[start PROVIDED TEXT]

CODEWITHSUNDEEP
javascriptregex
user3597269
user3597269

Reputation: 49

Regex for address

With some addresses a building might take up multiple door numbers for example 13 - 15 StreetName. The "13 - 15" is the part I am focusing on. How would you do a regular expression to pick out this part.

I thought something like [0-9] - [0-9] which works for 1 - 3 but if the address was 12 - 13 [0-9][0-9] - [0-9][0-9] could work but then I want to make sure that something like 13 - 3 wouldnt work as the addresses cannot go backwards and something like 99 - 103 would also work where the numbers are different lengths. Is it really simple and I'm missing something?

I'm still a student and not very good at regular expressions, I just need it for some js I'm doing and have spent far too long getting nowhere.

Thank you.

Upvotes: 0

Views: 345

Answers (2)

[end PROVIDED TEXT]
[start EXTRACTED INFORMATION]

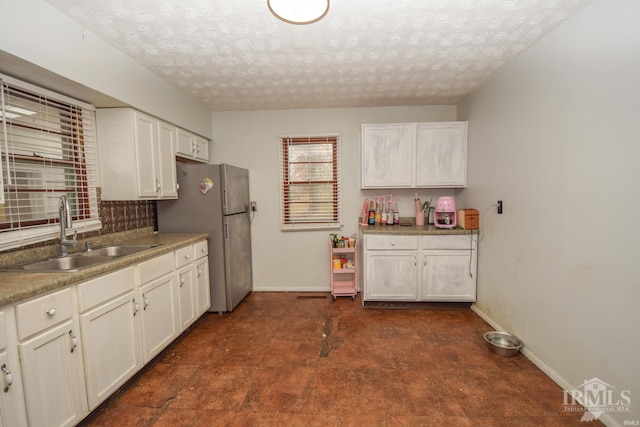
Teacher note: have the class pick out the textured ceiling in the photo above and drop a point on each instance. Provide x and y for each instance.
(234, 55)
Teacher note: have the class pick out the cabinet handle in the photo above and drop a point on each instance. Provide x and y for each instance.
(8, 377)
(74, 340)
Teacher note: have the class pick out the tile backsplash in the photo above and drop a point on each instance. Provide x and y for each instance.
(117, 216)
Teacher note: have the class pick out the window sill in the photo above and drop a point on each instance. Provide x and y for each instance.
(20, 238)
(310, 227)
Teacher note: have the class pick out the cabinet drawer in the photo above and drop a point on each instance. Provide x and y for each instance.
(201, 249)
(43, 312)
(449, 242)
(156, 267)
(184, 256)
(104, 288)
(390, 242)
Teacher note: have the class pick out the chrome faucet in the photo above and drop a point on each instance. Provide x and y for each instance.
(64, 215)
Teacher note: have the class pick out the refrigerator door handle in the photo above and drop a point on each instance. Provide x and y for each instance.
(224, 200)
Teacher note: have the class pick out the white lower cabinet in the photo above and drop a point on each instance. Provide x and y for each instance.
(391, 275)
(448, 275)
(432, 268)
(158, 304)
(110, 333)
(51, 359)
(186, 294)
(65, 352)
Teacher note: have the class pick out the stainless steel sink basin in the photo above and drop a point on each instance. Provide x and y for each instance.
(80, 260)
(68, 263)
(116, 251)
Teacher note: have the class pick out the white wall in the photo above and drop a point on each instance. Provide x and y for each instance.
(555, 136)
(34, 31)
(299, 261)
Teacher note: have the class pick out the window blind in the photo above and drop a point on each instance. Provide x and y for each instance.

[end EXTRACTED INFORMATION]
[start EXTRACTED INFORMATION]

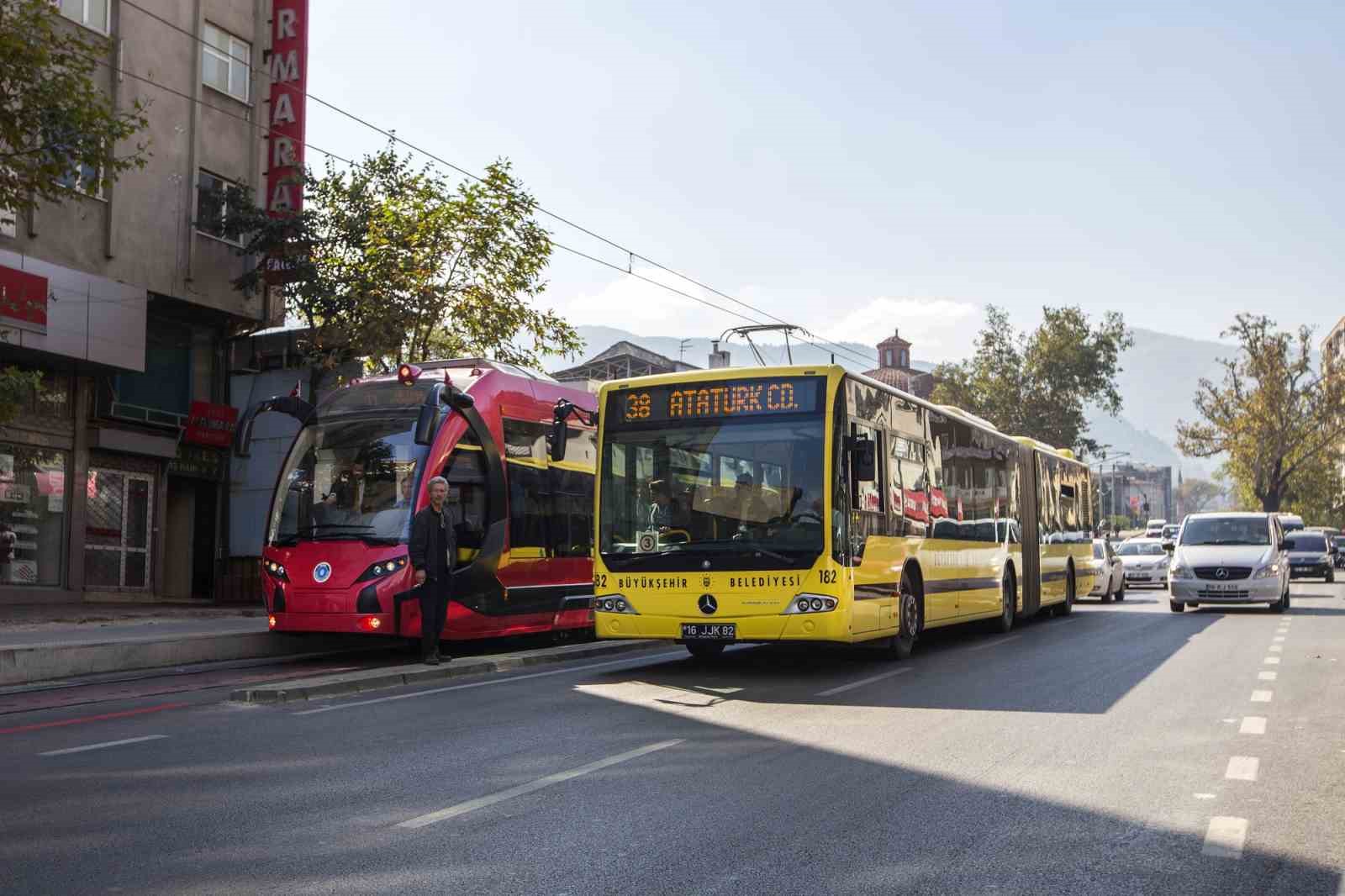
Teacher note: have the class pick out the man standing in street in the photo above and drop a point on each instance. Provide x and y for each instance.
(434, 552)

[end EXTRACTED INFORMATION]

#### [REQUIREMENTS]
In the regex forum thread, which number range does the poster say should not match because addresses cannot go backwards?

#### [FULL SOLUTION]
13 - 3